Work item: I would like each line of the data that holds the word "gray" copied out.

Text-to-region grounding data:
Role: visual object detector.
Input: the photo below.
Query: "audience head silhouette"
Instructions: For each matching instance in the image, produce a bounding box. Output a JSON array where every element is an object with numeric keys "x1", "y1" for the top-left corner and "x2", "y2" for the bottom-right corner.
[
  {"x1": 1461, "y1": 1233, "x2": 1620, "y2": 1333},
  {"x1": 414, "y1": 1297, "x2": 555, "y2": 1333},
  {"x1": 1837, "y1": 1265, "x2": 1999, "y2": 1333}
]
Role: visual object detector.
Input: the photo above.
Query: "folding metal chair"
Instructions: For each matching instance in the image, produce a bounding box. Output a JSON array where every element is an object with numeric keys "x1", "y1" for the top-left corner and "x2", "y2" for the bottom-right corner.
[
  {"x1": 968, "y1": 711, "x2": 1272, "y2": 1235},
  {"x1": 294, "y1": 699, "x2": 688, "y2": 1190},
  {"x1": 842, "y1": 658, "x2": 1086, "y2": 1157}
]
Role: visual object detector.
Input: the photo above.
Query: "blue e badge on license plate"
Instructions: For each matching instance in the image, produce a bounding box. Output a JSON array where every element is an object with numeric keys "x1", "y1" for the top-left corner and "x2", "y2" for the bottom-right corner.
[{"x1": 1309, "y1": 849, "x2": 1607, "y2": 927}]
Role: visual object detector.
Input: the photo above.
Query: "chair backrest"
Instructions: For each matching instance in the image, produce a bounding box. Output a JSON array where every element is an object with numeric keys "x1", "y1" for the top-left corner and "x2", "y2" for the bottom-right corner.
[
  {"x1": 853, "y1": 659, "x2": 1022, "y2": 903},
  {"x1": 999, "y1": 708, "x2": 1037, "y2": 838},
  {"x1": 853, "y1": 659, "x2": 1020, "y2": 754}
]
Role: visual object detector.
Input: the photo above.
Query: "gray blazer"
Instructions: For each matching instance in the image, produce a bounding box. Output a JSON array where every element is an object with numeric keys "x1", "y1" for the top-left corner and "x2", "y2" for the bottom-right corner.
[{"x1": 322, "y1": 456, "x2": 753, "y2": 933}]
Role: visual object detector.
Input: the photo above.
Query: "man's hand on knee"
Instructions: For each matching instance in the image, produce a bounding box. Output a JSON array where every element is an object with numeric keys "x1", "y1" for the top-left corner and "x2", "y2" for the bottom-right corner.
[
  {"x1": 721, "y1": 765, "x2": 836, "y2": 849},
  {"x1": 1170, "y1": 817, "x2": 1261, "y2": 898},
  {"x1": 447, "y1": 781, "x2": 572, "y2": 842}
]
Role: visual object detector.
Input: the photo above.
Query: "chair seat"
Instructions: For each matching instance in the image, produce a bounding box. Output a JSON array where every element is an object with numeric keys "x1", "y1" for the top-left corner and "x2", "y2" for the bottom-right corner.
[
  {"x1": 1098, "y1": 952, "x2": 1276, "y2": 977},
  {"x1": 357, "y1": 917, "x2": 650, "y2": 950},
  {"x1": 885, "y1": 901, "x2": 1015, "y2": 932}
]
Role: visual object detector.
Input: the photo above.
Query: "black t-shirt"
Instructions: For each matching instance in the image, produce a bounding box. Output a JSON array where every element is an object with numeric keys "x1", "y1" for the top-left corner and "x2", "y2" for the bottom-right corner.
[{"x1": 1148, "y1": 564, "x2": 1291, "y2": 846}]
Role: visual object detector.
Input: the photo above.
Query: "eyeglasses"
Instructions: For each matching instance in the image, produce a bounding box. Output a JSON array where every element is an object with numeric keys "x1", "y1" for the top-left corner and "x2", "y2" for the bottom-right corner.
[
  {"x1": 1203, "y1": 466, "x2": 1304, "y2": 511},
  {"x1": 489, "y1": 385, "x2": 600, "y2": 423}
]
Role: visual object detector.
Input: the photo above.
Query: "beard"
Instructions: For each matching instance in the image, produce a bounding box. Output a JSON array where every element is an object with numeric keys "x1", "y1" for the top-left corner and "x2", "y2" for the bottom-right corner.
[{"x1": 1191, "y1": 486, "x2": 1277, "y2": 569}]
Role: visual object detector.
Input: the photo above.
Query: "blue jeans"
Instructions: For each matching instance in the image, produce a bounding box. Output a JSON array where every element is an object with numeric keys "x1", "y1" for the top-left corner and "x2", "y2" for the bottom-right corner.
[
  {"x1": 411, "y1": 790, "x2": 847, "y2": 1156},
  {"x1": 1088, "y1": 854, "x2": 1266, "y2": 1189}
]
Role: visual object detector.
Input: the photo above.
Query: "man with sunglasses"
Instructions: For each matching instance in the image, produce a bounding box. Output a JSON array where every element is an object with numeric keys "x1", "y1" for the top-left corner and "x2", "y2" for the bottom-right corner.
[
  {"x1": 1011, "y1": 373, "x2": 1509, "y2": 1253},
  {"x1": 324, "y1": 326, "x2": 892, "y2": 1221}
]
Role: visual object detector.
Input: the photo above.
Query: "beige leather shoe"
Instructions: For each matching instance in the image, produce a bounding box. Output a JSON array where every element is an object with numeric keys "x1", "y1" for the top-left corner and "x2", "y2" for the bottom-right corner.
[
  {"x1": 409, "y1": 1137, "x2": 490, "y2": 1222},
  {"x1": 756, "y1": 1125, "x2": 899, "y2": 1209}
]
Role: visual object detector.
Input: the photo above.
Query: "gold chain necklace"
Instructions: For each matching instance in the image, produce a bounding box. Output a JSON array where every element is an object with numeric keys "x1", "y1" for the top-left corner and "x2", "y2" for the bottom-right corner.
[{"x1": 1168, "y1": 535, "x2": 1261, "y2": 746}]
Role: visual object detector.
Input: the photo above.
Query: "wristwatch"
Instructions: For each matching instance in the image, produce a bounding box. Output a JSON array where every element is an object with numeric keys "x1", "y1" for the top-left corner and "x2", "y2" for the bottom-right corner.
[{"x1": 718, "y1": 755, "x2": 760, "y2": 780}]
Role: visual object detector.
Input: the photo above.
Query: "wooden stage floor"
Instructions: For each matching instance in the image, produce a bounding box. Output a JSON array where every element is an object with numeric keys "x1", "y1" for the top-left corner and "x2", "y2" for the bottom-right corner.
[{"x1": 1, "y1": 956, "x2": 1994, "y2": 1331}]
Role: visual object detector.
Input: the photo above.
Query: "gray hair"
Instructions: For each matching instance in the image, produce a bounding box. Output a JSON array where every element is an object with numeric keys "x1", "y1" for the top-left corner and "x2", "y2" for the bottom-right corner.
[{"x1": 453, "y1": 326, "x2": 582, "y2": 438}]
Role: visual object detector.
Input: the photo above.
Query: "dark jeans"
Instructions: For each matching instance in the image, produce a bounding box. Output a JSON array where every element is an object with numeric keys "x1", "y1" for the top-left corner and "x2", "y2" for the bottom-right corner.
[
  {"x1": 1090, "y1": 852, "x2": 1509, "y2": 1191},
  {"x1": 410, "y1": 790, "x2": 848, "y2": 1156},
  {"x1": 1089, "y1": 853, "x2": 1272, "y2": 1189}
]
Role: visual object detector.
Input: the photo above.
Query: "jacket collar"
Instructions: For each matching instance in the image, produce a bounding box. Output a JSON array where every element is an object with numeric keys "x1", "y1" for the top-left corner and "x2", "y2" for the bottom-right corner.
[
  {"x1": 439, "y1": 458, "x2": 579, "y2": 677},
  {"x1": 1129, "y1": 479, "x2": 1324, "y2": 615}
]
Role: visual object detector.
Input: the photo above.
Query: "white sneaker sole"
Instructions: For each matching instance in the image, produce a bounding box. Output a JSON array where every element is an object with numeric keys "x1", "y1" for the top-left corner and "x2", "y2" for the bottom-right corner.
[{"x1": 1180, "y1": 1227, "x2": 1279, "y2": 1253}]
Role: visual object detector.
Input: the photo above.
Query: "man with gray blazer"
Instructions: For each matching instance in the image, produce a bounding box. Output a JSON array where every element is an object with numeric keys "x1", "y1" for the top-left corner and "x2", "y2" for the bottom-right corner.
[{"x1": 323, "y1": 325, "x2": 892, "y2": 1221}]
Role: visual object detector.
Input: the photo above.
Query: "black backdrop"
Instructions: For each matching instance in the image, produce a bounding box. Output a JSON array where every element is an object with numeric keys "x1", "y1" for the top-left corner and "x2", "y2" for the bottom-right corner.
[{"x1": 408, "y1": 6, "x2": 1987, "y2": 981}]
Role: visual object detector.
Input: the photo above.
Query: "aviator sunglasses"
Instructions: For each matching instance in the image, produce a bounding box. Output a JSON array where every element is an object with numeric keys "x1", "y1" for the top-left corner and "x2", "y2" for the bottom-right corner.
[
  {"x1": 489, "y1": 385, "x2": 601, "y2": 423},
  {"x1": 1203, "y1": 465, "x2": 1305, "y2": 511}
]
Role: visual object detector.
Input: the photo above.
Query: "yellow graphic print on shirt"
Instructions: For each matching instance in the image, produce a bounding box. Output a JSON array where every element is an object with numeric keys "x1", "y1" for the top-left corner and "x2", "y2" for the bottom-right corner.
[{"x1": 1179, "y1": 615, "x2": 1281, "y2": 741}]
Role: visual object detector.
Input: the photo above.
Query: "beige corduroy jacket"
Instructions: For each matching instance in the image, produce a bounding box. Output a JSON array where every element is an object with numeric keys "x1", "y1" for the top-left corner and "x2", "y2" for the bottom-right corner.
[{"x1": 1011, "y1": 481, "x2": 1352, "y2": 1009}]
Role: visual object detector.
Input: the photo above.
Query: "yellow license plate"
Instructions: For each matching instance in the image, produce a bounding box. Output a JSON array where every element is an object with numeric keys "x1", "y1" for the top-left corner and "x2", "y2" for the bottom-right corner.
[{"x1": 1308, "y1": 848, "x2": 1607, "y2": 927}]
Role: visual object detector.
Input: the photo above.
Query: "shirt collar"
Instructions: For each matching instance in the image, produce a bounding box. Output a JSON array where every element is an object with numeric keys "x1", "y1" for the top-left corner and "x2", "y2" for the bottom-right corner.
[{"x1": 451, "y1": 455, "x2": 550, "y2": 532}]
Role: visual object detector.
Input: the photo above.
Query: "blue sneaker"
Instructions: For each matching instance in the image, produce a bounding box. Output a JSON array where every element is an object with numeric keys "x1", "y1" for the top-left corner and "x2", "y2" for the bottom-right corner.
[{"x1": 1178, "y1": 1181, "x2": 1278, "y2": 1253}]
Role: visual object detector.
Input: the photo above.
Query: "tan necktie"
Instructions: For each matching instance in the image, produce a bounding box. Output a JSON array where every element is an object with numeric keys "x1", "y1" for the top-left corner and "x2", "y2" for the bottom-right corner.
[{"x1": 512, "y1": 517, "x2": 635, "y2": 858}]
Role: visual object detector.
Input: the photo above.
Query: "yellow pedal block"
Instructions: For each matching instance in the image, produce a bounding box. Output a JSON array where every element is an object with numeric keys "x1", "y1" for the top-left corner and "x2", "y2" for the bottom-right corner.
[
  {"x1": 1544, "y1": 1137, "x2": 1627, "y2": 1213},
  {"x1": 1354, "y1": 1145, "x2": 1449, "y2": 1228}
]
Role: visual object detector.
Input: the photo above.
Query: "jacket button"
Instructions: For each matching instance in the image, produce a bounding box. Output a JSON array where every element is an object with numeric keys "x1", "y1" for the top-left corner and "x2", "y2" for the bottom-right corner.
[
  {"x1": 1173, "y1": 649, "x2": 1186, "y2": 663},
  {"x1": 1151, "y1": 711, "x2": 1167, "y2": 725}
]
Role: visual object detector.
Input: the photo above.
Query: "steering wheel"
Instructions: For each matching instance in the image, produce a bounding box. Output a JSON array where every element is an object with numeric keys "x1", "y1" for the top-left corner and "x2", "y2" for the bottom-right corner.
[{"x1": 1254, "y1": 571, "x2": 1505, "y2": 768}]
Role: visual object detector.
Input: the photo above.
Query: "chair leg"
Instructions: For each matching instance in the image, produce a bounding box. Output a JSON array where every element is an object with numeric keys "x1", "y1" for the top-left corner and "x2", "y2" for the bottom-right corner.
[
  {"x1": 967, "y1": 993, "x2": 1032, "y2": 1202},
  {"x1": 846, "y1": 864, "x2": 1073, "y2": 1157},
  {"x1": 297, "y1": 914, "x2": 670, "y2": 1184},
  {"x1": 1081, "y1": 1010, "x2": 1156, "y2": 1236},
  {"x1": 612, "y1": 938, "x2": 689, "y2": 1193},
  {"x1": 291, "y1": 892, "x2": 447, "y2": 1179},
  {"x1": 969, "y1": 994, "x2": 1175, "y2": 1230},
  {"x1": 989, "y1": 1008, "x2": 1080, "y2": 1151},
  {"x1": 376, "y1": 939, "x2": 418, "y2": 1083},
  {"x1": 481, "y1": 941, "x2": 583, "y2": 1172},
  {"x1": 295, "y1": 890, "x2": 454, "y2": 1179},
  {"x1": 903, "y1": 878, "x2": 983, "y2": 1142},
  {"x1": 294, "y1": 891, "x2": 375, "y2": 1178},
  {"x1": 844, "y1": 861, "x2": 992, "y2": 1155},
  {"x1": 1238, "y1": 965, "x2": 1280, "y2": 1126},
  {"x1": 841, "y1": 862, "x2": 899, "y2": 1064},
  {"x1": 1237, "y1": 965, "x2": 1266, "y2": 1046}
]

Your response:
Query: "gray blazer"
Query: "gray hair"
Query: "man with gray blazer"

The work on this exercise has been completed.